Source passage:
----

It is simply a recommendation that you not have underscores in your Sample IDs. I know you had some issues related to importing and DADA2 related to underscores, but, that is an extraordinary case, and I am still looking into that issue.

Moving on:

Okay, this error says that the Sample IDs in your Feature table don't match the Sample IDs in your metadata.

Let's figure out what your Sample IDs actually are at this point, using your feature table. Please run the following, and post the viz here:

qiime feature-table summarize --i-table ADe3-Arc-table_dada2.qza --o-visualization ADe3-Arc-table_dada2.qzv

This will give us a list of the sample IDs present in your feature table.

----

(Data excerpts)

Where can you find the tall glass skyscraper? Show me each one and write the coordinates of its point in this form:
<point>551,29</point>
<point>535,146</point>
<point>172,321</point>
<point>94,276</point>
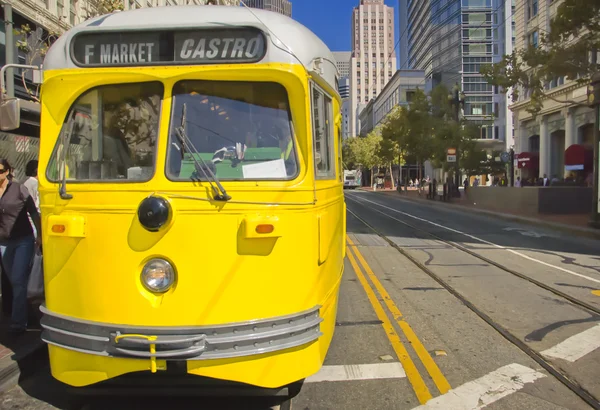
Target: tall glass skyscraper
<point>279,6</point>
<point>451,40</point>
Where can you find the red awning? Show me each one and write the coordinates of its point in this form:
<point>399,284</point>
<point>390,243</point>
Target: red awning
<point>578,157</point>
<point>529,160</point>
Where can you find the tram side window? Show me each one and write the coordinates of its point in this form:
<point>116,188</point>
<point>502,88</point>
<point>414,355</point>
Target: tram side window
<point>109,134</point>
<point>323,134</point>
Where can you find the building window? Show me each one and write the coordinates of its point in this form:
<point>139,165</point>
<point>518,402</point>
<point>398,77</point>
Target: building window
<point>322,134</point>
<point>532,8</point>
<point>73,12</point>
<point>533,39</point>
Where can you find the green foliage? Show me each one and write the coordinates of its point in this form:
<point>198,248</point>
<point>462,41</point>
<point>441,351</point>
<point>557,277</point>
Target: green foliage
<point>566,50</point>
<point>35,47</point>
<point>101,7</point>
<point>362,151</point>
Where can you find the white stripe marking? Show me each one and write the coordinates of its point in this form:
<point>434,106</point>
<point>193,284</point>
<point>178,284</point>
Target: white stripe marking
<point>482,392</point>
<point>358,372</point>
<point>576,346</point>
<point>478,239</point>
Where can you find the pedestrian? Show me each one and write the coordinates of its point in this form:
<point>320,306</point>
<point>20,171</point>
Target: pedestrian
<point>17,240</point>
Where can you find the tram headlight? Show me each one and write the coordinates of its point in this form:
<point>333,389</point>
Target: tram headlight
<point>158,275</point>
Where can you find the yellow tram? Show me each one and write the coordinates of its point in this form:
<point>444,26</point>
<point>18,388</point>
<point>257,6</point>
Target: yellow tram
<point>192,197</point>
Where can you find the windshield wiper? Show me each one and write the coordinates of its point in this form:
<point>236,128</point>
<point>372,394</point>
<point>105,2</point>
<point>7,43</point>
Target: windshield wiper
<point>219,192</point>
<point>66,140</point>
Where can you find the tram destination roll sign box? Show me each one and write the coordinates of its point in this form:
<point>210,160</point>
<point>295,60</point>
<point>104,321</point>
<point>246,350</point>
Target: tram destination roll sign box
<point>244,45</point>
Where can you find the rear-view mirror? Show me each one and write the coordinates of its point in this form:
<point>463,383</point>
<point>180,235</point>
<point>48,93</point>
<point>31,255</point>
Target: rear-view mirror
<point>10,114</point>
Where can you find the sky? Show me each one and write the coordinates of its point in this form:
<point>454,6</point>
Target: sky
<point>331,20</point>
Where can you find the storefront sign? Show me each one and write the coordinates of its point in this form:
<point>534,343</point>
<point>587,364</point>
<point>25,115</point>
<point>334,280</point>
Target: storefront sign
<point>142,48</point>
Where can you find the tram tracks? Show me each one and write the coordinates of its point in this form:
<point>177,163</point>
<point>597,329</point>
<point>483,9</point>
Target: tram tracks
<point>559,374</point>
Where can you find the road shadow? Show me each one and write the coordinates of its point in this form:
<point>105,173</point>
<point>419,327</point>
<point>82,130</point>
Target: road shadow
<point>420,217</point>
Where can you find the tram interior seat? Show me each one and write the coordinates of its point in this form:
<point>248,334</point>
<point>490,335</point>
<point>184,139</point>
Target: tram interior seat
<point>229,168</point>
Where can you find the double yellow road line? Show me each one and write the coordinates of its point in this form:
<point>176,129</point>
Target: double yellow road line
<point>412,373</point>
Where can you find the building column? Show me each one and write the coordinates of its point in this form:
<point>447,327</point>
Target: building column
<point>523,139</point>
<point>570,131</point>
<point>544,148</point>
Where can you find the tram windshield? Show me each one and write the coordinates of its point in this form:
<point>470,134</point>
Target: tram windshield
<point>243,130</point>
<point>111,133</point>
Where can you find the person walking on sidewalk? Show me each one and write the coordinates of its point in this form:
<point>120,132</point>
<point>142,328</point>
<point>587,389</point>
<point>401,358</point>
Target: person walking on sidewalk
<point>17,240</point>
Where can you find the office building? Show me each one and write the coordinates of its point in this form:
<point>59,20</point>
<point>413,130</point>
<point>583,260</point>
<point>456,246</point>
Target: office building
<point>450,40</point>
<point>399,91</point>
<point>280,6</point>
<point>139,4</point>
<point>559,140</point>
<point>342,61</point>
<point>373,60</point>
<point>403,44</point>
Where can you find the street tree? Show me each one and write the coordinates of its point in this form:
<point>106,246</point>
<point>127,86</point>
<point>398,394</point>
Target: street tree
<point>101,7</point>
<point>394,132</point>
<point>569,49</point>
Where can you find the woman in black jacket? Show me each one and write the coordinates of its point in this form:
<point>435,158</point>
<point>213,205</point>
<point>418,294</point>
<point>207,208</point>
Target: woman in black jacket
<point>17,241</point>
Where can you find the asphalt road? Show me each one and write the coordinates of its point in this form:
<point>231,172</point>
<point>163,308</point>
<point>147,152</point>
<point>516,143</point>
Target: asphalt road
<point>403,341</point>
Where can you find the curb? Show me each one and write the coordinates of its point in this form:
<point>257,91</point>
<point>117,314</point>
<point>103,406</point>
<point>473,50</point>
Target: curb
<point>584,232</point>
<point>10,373</point>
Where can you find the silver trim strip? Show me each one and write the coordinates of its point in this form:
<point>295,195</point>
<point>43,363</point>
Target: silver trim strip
<point>182,343</point>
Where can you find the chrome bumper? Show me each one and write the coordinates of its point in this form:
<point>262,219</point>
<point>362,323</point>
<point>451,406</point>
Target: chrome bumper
<point>181,343</point>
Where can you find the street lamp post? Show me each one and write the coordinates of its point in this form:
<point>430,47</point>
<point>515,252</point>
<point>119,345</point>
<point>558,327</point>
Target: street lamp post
<point>594,102</point>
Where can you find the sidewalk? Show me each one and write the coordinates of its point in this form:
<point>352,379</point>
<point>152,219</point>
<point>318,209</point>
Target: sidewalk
<point>15,349</point>
<point>576,224</point>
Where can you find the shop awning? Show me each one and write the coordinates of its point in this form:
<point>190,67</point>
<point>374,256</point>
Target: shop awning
<point>529,160</point>
<point>579,157</point>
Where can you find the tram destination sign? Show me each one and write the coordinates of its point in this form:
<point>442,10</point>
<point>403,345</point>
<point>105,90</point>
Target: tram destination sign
<point>142,48</point>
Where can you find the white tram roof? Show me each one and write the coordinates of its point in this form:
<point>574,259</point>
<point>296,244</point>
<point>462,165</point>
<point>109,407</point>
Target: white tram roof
<point>305,45</point>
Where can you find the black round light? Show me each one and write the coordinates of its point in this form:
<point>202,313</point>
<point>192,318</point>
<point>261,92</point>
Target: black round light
<point>154,212</point>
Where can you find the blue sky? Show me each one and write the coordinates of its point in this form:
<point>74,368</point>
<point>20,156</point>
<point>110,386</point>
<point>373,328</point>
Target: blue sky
<point>331,19</point>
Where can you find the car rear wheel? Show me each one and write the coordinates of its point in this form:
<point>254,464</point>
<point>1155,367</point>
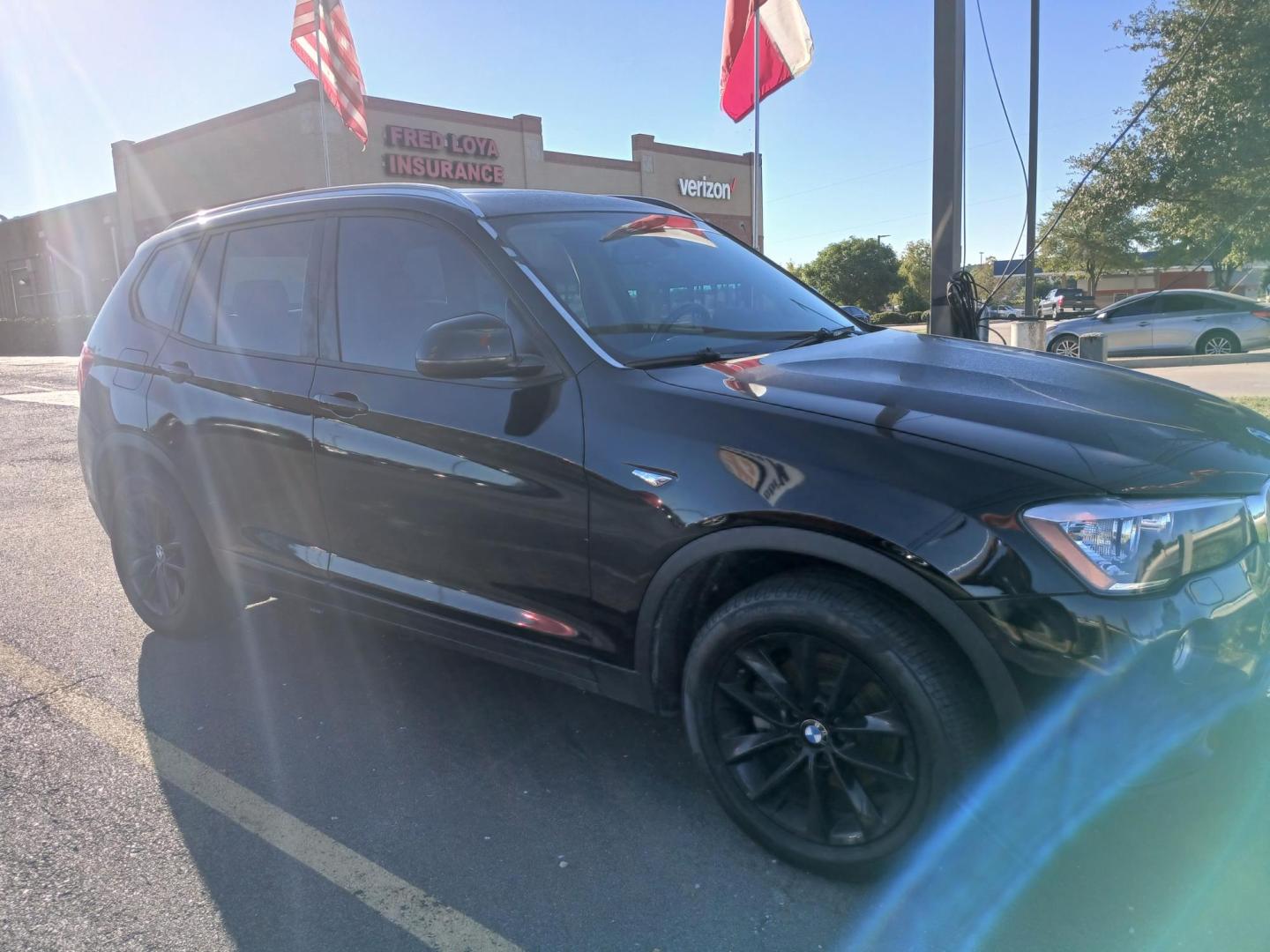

----

Exercises:
- a) Copy the forum reply on Sample IDs between "It is simply" and "into that issue.", inclusive.
- b) According to the forum reply on Sample IDs, what does running the feature-table summarize command provide?
- c) Carry the forum reply on Sample IDs further, beginning after its final sentence.

Answer list:
- a)
It is simply a recommendation that you not have underscores in your Sample IDs. I know you had some issues related to importing and DADA2 related to underscores, but, that is an extraordinary case, and I am still looking into that issue.

- b) A list of the sample IDs present in the feature table.

- c)
Once we have that, we can compare the IDs between the table and the metadata file. The values need to be a 100% exact match (otherwise how will QIIME know what metadata belongs to which sample?), so we will then need to edit your metadata file to have the right IDs in there. Make sense?

3 Likes

Ah you know that's right Keemei was throwing a warning - not an error.

Also looked at the file - apparently all my sample IDs are labeled with dashes already - so apparently I'd already fixed that but I don't have the -Arc on there....let me fix that.ADe3-Arc-table_dada2.qzv (460.8 KB)

@ben FYI - Keemei doesn't like n.a :frowning: for numerics

Keemei is cool with this - empty cells seem to be fine:

Alright that worked:

Some For-my-Information:

  1. Underscores = warnings but not deal breakers according to Keemei
  2. If you don’t have numeric data input nothing - Keemie and qiiime are fine with that
  3. When working in google sheets as off 5/30/2018 - their version inserts extra tab characters when you export to TSV. Even if you highlight your specific cells and export from there. When you type :set list in VIM you will see them as extra ^I characters. I had to get rid of those.

Thanks!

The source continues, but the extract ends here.